→ **WHAT YOU HAVE TO DO**: Recast as a numbered list the lines running from the one containing "of the knitted" through the end of the records, both ends included, and omit any blank lines.

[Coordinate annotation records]
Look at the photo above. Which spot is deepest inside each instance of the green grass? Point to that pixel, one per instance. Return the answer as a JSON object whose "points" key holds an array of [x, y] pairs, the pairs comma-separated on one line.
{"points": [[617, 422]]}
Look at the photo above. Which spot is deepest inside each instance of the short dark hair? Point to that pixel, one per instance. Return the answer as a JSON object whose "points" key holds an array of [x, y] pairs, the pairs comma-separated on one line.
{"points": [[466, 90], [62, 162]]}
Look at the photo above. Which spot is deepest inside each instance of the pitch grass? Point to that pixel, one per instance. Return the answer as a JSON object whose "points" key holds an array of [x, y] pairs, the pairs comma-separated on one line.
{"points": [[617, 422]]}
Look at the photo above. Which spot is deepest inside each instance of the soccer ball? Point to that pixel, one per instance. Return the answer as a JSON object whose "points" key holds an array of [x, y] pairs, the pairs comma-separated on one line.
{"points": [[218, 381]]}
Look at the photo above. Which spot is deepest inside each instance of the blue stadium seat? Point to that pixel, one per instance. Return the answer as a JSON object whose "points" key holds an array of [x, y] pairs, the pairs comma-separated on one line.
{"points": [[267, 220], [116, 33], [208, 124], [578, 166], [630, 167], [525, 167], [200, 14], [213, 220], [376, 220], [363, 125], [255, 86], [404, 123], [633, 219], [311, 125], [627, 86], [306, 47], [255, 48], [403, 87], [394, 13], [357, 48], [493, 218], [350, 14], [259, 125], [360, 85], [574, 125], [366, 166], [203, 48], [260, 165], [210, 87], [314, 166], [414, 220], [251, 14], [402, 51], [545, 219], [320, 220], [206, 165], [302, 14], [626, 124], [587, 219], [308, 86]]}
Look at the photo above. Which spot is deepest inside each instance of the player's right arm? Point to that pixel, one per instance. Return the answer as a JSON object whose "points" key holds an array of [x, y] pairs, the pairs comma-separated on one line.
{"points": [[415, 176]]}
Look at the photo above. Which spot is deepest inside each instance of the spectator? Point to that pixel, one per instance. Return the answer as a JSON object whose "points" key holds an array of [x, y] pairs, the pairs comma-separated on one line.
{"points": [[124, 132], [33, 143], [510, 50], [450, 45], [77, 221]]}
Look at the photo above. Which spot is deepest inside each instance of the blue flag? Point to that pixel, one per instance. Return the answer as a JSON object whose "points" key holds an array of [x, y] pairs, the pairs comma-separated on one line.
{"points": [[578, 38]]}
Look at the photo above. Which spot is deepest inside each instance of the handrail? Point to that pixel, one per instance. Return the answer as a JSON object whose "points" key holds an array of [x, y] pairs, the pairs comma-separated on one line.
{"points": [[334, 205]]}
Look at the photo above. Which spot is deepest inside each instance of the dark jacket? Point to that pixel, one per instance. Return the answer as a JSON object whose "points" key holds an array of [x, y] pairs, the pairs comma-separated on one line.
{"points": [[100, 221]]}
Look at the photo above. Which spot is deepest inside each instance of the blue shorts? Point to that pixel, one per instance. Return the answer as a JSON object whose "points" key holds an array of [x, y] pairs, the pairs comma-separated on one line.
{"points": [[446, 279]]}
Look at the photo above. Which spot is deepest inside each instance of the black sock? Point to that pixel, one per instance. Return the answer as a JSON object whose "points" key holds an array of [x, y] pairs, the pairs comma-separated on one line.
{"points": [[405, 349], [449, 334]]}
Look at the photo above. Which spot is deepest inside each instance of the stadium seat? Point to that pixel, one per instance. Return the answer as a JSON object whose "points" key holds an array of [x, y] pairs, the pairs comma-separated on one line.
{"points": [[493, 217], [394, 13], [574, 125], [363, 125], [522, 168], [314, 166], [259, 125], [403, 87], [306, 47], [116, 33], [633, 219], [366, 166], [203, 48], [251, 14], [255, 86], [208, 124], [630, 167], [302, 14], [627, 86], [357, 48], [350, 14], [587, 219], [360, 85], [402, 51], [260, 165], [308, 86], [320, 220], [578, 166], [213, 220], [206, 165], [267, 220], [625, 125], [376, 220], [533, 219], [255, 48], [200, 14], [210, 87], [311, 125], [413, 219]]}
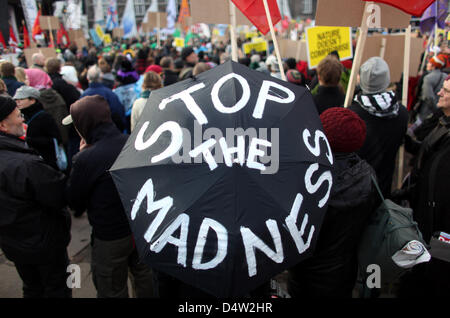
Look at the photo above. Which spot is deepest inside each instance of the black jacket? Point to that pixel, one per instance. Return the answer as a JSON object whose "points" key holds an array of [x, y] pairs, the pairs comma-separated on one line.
{"points": [[383, 138], [170, 77], [41, 131], [68, 92], [90, 186], [332, 270], [33, 224], [328, 97]]}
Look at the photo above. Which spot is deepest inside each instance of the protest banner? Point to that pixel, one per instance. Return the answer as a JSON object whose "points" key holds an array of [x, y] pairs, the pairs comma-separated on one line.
{"points": [[323, 40], [47, 51], [203, 11], [49, 22], [393, 53], [179, 42], [80, 42], [118, 33], [350, 13], [295, 49], [260, 46], [75, 34]]}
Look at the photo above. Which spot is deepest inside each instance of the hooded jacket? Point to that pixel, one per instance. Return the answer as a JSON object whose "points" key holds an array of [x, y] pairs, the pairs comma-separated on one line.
{"points": [[33, 224], [41, 131], [90, 186], [332, 270], [386, 123]]}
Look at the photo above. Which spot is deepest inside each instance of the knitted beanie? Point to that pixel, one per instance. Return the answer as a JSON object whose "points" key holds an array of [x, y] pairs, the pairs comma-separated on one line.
{"points": [[345, 131]]}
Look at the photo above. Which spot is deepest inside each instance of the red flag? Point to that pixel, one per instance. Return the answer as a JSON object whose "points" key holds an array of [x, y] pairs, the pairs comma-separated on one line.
{"points": [[413, 7], [37, 26], [62, 37], [12, 37], [255, 12], [26, 36]]}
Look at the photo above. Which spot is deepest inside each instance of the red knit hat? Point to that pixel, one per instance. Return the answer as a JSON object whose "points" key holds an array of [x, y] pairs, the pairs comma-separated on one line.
{"points": [[345, 131], [439, 61]]}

→ **RESULT FOR THIS EXERCISE**:
1. Look at the photo above. Which spot is deepest inside each instance of the knitted beanie? Point to that pixel, one per instance. Return the answer as a JSON object whose "points" key holds an array of [x, y] pairs, the pairs comma-separated on one line.
2. {"points": [[345, 131]]}
3. Look at the photo above. Which spot is deepest inside each instance of the red flag? Point to that pixel, one per instance. Return the answer as a JSON object whose "points" key holds an array of [x, y] pairs, the pairs comma-separated on one line.
4. {"points": [[413, 7], [37, 26], [62, 37], [12, 37], [255, 12], [26, 36]]}
5. Look at the photo above. Which spot is deepest inside each instance of the red knit hat? Point to that pixel, one per instance. Return the answer as a JSON object whose "points" key holds an array of [x, y] pairs, the pairs comma-separated on one line.
6. {"points": [[345, 131], [439, 61]]}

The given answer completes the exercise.